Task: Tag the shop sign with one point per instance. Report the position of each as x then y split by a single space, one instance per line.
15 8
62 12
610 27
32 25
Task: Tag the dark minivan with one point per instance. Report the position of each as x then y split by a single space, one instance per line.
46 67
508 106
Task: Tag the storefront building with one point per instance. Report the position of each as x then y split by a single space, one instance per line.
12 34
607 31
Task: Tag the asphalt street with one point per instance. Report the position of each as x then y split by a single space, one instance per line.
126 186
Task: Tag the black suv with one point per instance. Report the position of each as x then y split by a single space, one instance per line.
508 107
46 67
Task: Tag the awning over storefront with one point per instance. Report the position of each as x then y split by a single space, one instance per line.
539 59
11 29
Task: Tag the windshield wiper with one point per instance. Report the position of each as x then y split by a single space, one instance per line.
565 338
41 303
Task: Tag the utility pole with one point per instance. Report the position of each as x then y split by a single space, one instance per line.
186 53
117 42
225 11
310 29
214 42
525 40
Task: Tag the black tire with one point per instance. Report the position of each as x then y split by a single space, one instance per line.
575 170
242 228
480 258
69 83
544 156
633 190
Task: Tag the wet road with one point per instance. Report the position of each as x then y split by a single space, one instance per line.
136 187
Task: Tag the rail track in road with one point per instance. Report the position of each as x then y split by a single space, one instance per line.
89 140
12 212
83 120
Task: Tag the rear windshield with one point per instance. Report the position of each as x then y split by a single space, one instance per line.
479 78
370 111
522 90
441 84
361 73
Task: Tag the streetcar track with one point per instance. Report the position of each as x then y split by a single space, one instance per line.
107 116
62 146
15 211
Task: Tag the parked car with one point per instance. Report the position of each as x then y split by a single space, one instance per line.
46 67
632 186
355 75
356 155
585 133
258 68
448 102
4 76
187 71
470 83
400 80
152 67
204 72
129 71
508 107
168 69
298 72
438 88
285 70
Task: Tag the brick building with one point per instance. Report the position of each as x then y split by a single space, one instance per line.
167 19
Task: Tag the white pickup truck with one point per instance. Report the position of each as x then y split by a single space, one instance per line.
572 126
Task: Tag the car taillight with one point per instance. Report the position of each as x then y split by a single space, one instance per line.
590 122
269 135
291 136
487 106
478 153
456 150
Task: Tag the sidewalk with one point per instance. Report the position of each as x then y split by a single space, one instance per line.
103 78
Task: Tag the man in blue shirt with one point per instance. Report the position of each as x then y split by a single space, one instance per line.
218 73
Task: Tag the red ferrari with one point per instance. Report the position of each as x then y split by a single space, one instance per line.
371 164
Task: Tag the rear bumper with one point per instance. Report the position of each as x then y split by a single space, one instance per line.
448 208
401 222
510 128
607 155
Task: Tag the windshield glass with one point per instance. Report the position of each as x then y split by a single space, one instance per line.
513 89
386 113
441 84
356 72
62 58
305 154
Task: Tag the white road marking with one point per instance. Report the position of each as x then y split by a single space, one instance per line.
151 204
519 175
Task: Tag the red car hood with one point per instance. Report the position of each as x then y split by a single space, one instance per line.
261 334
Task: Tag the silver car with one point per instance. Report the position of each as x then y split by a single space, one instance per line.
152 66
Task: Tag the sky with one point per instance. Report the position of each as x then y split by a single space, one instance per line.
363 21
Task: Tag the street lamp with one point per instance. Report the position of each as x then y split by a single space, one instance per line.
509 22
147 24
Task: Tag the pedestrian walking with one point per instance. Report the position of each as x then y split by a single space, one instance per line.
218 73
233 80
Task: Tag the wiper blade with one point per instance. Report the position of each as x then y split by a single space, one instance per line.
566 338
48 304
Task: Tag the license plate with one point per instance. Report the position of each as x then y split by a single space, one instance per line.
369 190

• [What to do]: Can you reproduce all the material exactly?

• [Response]:
Task: Tag the shop sign with one point per instance. Report the position of each as x then y split by a single space, one instance per line.
15 8
62 12
610 27
32 25
Task: Tag the dark minivan with one point per instance. Report the position of each as x then y split by a single space, one instance per line.
46 67
508 106
Task: Tag the storefront building with one point per instance. Report the position of each as x then y split by a single space, one instance per line.
12 34
607 31
Task: Tag the asphalt street with one point per instance. Report the position of each as x then y split by a single space, one instance per line.
126 186
Task: Tag the black suv with one point per instance. Report the position of each as x then y split by a single space, one instance per line.
508 107
46 67
Task: Tag the awning over storefront with one point per instance. Report the position of each as x then y split by a single space, one instance per line.
539 59
11 29
Task: Tag the windshield wiper with one point per instance. Report the position of each as x then y split by a single space, one instance per line.
565 338
41 303
Task: Tag the utility pole with one point per instance. Report the position of each as x then y split by a single space, one instance per line.
186 53
117 42
225 11
310 29
214 42
525 40
Task: Tag the black tire with one point per instance. Report the position of each as x then y split by a single space, one instance per line.
575 170
242 228
480 258
69 83
544 156
633 190
Task: Tag the wet road with one point per instance. Report the position of each as x then y split by a single space, one instance per line.
136 187
Task: Tag the rail track in road with one point per instance. Report the position of each as x then y split by a single space, one instance per line.
89 140
12 212
83 120
Task: Tag the rear windshield with one point per instance. Report the position of each as x then y split by a single space, one instance per line.
479 78
370 111
522 90
441 84
361 73
Task: Tag the streetcar track with one point per instance. Report the position of each as x then y split by a single space, one instance per line.
107 116
62 146
15 211
Task: Tag the parked car with one point per instance. Report the position of each as x then y split by a single space, one instance per line.
46 67
632 186
355 75
356 155
585 133
258 68
448 102
4 76
187 71
470 83
400 80
152 67
204 72
129 71
508 107
168 69
298 72
438 88
285 70
Task: Tag the brick building with one point per instance. Report the position of each as x then y split by a single space, one instance per line.
167 19
Task: Tag the white pickup truck with one point per instance. Report the position of each as x then y split by a single space, one instance per line.
572 126
Task: Tag the car taillight with one point per instance. Report the position of each as x then y split by a single space, one instance per line.
590 122
269 135
291 136
487 106
478 153
456 150
Task: Tag the sidewalk with one point per instance. Report the position of each as x then y split by a single space, one instance per line.
103 78
Task: Tag the man in blue shirt with one point per instance. Report the position of each as x then y split by a single space, one instance per line.
218 73
Task: Tag the red ferrari with one point per instance. Report the position of each as x then y split by a single space, one instance per line.
371 164
Task: Tag the rear bumper with one point per instance. Report the position of each as x then y split by a single space, one instance per line.
448 208
401 222
510 128
607 155
Task: Tag the windshield glass with one point per instance. Report the position of each as x then y split by a single space, one instance per line.
513 89
386 113
441 84
356 72
62 58
305 154
Task: Tag the white road marking with one point per instance. Report the position of each as x then y split by a single space, one instance per line.
151 204
519 175
Task: Tag the red car hood with one point per instance. Report the position of each as x then y split by a single space, one instance per line.
261 334
Task: Tag the silver car with one point per instance. Report the position of each as x then y split by a single space, one instance per line.
152 66
Task: Tag the sky with one point per instance. Report the position of each as x then y split by a single space, one instance per line.
363 21
Task: Tag the street lamp with one point per instance. Report the position of each as x then y split by a single space, one instance per line.
509 22
147 24
Task: Tag the pedestrian walking with one point per instance. Report the position of each as x then y split by a single space, one instance per line.
218 73
233 80
Task: Tag the wiper blade with one point per instance. Report the position of each as x then y split by a single space, one instance per line.
566 338
48 304
Task: Tag the license plate with one point per instance. Report the position of each as x then y split by a single space, one instance per line.
369 190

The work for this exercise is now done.